• _GIVEN PASSAGE_
┄┄┄┄┄┄

This approach is sometimes called "functional data engineering" — a term popularized by Maxime Beauchemin (the creator of Apache Airflow). The idea is that each pipeline run produces immutable partitions with no overlap between runs. If something fails or you discover bad data, you rerun for that specific date and the partition gets cleanly replaced. No side effects, no duplicates, no inconsistencies.
Second, it gives you a natural audit trail. You can see exactly what your database looked like on any given day by querying that day's snapshot. This is surprisingly useful for debugging — "why did this dashboard number change?" becomes a straightforward comparison between two snapshots.
Third, it means DuckDB can use partition pruning. When your query includes a
date filter, DuckDB reads the directory structure and skips files outside the
range without even opening them. A query like
SELECT * FROM read_parquet('orders/2024/03/*.parquet') only touches March
files.

┄┄┄┄┄┄

• _TASK INPUT_
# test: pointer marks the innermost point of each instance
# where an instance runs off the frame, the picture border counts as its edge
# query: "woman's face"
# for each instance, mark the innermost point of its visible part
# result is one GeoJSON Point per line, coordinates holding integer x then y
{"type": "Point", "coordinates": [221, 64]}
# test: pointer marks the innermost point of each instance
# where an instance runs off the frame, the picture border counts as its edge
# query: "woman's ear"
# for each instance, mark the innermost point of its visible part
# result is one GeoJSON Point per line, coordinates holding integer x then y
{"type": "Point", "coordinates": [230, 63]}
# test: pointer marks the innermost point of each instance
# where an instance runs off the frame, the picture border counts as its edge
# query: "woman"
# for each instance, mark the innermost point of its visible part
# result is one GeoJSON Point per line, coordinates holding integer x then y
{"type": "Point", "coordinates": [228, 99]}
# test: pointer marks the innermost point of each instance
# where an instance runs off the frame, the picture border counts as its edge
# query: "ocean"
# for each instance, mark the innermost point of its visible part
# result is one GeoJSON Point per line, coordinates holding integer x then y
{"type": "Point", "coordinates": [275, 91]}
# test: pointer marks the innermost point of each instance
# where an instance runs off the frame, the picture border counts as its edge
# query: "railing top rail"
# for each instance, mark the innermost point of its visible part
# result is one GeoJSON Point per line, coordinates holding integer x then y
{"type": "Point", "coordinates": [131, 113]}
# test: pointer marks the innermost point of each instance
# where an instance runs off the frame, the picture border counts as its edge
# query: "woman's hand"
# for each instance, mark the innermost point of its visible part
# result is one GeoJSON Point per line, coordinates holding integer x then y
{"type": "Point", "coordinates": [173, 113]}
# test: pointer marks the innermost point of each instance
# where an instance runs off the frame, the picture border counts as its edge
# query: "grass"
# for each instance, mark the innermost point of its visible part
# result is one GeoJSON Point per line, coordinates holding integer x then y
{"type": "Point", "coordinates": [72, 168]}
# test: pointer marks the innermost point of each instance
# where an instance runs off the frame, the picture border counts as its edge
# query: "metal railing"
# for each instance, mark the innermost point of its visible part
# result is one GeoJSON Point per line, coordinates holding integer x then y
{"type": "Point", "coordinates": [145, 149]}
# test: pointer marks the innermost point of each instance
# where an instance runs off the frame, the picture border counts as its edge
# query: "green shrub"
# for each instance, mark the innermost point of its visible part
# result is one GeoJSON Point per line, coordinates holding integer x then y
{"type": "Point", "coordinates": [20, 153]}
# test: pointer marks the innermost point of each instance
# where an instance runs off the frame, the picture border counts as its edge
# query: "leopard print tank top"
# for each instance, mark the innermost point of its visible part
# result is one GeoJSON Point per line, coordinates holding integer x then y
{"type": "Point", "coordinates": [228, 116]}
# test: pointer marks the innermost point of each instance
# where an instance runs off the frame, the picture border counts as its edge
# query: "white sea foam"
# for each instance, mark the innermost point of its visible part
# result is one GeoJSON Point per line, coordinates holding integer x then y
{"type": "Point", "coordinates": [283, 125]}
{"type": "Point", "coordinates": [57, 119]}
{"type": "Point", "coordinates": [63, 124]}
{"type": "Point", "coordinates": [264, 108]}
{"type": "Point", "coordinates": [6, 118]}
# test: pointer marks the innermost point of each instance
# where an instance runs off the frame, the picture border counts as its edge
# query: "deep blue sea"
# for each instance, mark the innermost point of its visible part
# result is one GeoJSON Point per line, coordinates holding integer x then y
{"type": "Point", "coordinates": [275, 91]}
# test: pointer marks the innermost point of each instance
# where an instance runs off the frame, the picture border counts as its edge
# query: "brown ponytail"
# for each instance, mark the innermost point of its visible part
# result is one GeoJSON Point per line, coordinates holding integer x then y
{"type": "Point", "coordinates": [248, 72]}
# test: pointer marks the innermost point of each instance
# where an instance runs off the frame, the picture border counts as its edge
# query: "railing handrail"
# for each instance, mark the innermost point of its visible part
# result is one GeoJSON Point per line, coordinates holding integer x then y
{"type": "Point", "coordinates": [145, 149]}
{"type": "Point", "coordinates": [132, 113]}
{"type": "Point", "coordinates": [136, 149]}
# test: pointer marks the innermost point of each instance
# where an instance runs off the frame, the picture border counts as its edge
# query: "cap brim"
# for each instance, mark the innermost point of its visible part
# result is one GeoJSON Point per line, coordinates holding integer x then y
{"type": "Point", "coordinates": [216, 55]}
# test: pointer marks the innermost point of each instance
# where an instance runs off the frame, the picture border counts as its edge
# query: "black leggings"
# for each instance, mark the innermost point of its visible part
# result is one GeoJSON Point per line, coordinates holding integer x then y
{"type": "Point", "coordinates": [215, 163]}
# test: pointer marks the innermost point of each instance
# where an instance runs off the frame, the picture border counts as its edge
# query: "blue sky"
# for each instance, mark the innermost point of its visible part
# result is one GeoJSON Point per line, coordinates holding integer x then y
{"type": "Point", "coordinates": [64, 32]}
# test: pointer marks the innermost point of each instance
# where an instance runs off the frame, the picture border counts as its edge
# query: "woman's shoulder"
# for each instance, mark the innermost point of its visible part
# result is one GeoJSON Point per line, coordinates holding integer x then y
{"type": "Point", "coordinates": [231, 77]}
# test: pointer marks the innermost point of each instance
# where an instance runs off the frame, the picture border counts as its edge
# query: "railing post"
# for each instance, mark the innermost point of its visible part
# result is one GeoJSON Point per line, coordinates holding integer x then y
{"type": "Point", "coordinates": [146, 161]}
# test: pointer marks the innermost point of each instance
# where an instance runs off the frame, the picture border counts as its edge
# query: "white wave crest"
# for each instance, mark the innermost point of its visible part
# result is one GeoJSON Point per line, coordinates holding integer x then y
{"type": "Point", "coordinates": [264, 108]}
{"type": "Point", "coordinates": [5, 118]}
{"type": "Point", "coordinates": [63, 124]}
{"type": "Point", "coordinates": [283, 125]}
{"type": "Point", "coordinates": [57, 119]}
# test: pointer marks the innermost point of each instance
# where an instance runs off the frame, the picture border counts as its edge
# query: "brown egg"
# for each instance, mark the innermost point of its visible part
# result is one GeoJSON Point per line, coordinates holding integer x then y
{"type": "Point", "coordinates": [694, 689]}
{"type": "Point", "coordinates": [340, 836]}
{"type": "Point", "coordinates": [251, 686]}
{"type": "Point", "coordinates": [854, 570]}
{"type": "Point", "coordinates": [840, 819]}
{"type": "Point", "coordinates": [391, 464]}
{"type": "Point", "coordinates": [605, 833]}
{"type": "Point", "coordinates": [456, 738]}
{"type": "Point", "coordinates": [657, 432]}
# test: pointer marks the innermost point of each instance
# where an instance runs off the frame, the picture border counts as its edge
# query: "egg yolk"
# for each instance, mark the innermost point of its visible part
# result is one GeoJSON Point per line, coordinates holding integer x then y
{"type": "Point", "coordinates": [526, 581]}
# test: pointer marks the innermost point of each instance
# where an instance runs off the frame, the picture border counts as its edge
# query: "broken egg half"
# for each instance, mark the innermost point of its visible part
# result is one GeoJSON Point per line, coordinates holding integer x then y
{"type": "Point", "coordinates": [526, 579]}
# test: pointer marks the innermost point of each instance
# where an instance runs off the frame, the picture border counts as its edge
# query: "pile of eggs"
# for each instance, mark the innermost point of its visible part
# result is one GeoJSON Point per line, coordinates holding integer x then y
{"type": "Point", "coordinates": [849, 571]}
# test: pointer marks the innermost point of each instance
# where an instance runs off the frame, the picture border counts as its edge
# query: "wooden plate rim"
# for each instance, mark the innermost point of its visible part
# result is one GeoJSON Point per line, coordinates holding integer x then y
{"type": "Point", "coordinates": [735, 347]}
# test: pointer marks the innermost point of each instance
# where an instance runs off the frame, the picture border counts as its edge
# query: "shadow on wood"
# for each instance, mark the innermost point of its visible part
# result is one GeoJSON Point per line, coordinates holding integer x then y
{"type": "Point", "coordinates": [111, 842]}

┄┄┄┄┄┄

• _LIST OF TASKS_
[1] In the passage on functional data engineering, who popularized that term?
[2] Find every line in the records that contains the word "white", and copy each one. Case counts.

• _OUTPUTS FOR THE TASKS_
[1] Maxime Beauchemin, the creator of Apache Airflow.

[2]
# query: "white sea foam"
# query: "white wave crest"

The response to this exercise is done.